=== Fragmento de página ===

Desde entonces, el Gobierno se ha dado a una legislación a golpe de real decreto visiblemente desproporcionada. Esa suspensión ha determinado también la paralización generalizada de las actuaciones judiciales y, por lo tanto, de la vigilancia que el Poder Judicial está llamado a realizar frente a los excesos de poder.
No se celebran juicios, ni se tutelan de manera efectiva los derechos de los ciudadanos. La justicia se encuentra detenida por decisiones administrativas que han sido impuestas ante la escasa combatividad de los órganos de gobierno del Poder Judicial. Si en algún momento pudo resultar justificable que los juzgados únicamente prestaran servicios de carácter esencial y urgente, ahora resulta inexplicable que permanezcan inactivos y sin la dotación adecuada para recuperar el tiempo perdido.
Esta justicia crepuscular es el resultado de que nadie ha reparado en su carácter indispensable para el control del poder político, remedio de concordia para cualquier conflicto y presupuesto para el progreso económico.
Durante estas semanas, la inobservancia más grosera de nuestro sistema constitucional ha estribado en la suspensión indiscriminada de la actividad judicial, limitada a actuaciones residuales a modo de triste cláusula de estilo. Pero en ningún lugar se habla de eso.
Explicaba Solzhenitsyn que una vida entretejida de legalismos y reglamentos impone, inevitablemente, una atmósfera de mediocridad moral. Sin libertad es poco probable que perduren los instintos más nobles. La libertad no puede arraigar donde no se defiende. Si un país cree en su libertad, también debe creer que sus tribunales exacerbarán el control que ejercen sobre el poder político especialmente durante una situación de excepcionalidad constitucional.
Pero en España ha sucedido lo contrario. No son válidas las razones de salud pública: los jueces hacen posible el trabajo de los sanitarios, no al revés. El sentimentalismo es un virus y, cuando las instituciones democráticas se debilitan, la convivencia se degrada. Ahora experimentamos que el gran cuerpo social del que todos formamos parte no puede dejar de latir siquiera por un momento sin sufrir después las dolorosas consecuencias de la anoxia.

===

## [Consigna 1]
Resume en dos oraciones el texto sobre la paralización de la justicia.
## [Consigna 2]
Sustituye "virus" por "veneno" y copia el trozo del texto sobre la paralización de la justicia que empieza con las palabras "Pero en España" y termina con "de la anoxia.".
Para responder, usa solo el texto.

=== Datos ===

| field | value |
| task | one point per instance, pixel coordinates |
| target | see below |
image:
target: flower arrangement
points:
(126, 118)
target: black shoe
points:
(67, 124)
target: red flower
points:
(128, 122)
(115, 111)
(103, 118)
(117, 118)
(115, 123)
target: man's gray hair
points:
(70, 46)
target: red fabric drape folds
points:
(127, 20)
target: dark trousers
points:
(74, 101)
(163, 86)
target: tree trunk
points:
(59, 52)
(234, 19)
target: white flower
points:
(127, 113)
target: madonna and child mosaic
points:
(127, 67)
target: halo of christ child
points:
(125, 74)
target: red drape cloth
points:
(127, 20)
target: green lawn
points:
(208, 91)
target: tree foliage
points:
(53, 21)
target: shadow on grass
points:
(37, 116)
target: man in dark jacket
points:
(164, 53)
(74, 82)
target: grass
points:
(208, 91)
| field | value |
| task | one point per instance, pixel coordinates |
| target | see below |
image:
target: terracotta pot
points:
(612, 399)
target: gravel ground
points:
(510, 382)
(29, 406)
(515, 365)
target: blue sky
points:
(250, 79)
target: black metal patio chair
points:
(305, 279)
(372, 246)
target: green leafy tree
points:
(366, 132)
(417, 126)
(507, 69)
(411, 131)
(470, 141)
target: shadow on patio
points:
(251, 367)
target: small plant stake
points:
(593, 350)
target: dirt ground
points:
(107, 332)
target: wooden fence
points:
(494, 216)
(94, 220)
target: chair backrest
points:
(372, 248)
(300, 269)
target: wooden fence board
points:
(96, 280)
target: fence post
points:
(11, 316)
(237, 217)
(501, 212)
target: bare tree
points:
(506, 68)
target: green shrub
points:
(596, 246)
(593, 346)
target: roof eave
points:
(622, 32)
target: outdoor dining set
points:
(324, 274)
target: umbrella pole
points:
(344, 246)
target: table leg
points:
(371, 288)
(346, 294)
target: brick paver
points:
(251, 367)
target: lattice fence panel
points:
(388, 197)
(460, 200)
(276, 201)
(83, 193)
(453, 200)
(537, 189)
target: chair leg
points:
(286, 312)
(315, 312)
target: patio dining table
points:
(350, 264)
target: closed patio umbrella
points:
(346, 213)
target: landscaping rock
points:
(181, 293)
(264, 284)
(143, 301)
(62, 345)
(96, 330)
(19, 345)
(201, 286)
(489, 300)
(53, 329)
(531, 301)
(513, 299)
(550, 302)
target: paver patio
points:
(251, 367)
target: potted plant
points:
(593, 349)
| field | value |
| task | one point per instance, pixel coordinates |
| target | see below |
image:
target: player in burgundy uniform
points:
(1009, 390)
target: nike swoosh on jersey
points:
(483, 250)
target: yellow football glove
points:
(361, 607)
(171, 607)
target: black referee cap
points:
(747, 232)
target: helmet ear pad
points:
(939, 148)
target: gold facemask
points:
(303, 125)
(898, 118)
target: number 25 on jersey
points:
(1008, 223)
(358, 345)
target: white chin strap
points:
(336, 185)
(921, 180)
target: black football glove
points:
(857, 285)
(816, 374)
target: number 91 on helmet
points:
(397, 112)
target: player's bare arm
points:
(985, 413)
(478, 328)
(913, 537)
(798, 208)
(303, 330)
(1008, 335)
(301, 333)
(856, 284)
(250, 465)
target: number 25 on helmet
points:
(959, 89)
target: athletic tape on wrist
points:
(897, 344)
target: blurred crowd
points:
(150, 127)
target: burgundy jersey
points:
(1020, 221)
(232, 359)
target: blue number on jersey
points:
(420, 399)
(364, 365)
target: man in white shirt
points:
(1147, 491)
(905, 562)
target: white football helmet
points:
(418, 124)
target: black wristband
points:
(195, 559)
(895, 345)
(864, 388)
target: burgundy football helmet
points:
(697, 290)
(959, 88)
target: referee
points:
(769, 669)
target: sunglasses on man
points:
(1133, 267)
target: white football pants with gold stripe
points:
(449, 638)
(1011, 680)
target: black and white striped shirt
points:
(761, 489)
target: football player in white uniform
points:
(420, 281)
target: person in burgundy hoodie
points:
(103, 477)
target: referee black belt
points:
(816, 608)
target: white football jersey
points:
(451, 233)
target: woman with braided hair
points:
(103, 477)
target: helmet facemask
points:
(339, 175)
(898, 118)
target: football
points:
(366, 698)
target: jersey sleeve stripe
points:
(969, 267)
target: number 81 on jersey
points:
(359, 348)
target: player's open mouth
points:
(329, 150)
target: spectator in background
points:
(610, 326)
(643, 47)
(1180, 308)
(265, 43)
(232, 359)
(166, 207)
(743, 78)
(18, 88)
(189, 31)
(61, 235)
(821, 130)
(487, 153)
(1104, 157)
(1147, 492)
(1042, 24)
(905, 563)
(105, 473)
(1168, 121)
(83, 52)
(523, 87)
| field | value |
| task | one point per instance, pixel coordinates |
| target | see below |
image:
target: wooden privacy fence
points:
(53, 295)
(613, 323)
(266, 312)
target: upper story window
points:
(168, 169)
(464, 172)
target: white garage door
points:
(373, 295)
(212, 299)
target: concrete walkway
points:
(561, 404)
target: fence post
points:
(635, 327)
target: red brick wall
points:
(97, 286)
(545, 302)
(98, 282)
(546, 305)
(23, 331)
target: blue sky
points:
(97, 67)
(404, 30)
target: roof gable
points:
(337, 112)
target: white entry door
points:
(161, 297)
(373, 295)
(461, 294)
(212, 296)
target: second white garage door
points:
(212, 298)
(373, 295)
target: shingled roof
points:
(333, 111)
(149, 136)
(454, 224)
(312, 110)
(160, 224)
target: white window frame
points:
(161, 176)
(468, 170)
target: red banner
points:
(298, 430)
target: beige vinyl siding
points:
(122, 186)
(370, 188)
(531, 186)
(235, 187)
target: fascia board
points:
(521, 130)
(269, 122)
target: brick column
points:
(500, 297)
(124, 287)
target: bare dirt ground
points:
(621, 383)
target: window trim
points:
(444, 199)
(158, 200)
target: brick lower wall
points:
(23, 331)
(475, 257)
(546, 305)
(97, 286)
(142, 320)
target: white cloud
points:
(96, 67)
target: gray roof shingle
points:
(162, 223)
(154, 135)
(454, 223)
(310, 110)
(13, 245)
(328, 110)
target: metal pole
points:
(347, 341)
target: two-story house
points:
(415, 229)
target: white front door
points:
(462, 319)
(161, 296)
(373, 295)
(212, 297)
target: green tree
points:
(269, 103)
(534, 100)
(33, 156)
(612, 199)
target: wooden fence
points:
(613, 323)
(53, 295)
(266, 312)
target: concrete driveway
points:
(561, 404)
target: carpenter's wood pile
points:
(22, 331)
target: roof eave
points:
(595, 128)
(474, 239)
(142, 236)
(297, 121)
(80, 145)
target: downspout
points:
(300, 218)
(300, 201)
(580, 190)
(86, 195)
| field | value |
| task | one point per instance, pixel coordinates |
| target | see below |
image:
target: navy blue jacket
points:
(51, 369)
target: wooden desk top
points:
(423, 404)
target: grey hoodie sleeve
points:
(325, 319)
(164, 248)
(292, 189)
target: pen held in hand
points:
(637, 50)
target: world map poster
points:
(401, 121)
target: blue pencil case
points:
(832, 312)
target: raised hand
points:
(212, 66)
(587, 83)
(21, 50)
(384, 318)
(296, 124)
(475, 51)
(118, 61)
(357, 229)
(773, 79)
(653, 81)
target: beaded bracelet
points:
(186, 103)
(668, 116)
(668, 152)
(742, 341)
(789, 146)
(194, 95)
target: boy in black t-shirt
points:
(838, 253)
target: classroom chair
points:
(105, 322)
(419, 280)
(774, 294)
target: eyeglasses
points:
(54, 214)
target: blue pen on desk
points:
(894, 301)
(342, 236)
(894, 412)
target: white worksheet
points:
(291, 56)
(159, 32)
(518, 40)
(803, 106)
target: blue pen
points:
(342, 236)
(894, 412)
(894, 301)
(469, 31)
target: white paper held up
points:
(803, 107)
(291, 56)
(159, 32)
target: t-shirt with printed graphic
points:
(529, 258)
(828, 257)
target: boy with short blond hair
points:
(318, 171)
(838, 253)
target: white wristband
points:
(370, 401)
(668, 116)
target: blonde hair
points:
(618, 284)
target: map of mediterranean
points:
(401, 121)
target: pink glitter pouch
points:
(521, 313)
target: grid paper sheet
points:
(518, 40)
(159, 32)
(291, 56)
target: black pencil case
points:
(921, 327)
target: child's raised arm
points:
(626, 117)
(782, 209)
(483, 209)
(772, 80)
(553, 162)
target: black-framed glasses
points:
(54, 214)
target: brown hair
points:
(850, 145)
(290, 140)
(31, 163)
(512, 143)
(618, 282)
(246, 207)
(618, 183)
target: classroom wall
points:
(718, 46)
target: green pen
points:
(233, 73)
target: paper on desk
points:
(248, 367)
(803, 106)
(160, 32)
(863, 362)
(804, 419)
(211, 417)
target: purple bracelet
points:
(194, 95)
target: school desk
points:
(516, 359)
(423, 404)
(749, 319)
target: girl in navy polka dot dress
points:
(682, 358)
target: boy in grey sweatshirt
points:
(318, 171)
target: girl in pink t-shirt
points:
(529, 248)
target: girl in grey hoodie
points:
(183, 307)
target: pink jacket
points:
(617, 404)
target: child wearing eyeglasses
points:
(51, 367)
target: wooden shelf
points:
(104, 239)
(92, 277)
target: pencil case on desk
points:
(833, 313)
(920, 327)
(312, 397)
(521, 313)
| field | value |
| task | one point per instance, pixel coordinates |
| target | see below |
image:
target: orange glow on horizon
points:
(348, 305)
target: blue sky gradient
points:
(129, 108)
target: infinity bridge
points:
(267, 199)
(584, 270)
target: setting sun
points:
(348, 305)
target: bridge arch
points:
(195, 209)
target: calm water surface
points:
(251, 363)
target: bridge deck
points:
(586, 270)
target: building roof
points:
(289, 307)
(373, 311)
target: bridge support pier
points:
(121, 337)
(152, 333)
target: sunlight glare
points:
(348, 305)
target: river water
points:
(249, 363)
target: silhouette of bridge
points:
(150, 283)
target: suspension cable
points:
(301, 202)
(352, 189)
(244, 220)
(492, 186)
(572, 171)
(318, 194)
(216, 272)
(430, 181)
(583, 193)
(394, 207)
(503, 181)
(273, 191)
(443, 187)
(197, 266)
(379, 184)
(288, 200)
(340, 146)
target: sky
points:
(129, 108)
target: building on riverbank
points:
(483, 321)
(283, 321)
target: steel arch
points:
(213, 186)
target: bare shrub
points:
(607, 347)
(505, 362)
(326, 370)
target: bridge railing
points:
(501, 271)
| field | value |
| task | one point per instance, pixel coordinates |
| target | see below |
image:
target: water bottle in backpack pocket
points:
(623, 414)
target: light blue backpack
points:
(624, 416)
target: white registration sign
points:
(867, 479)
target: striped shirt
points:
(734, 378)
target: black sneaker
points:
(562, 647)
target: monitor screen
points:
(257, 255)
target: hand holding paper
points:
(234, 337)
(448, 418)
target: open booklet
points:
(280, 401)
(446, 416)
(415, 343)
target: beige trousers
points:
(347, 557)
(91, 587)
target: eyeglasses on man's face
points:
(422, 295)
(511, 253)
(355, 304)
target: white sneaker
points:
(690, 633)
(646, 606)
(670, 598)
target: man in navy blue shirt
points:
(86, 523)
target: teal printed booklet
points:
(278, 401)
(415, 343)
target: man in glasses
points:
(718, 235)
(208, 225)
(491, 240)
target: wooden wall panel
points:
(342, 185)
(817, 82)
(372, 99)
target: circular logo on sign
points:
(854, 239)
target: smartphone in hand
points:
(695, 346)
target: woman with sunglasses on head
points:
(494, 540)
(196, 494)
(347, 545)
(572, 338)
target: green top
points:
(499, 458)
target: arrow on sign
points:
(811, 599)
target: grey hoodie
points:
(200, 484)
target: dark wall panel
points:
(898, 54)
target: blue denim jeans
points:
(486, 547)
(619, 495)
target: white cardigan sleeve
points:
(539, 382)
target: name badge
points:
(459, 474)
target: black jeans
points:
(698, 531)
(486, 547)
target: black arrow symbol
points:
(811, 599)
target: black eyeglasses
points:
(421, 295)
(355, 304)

===

## [Resultado 1]
El texto denuncia que el Gobierno legisla a golpe de real decreto y que la suspensión indiscriminada de la actividad judicial ha frenado los juicios y el control que el Poder Judicial debe ejercer frente a los excesos de poder. Sostiene que, en una situación de excepcionalidad constitucional, los tribunales deberían reforzar su control sobre el poder político, pero que en España ha pasado lo contrario y que las razones de salud pública no valen.

## [Resultado 2]
Pero en España ha sucedido lo contrario. No son válidas las razones de salud pública: los jueces hacen posible el trabajo de los sanitarios, no al revés. El sentimentalismo es un veneno y, cuando las instituciones democráticas se debilitan, la convivencia se degrada. Ahora experimentamos que el gran cuerpo social del que todos formamos parte no puede dejar de latir siquiera por un momento sin sufrir después las dolorosas consecuencias de la anoxia.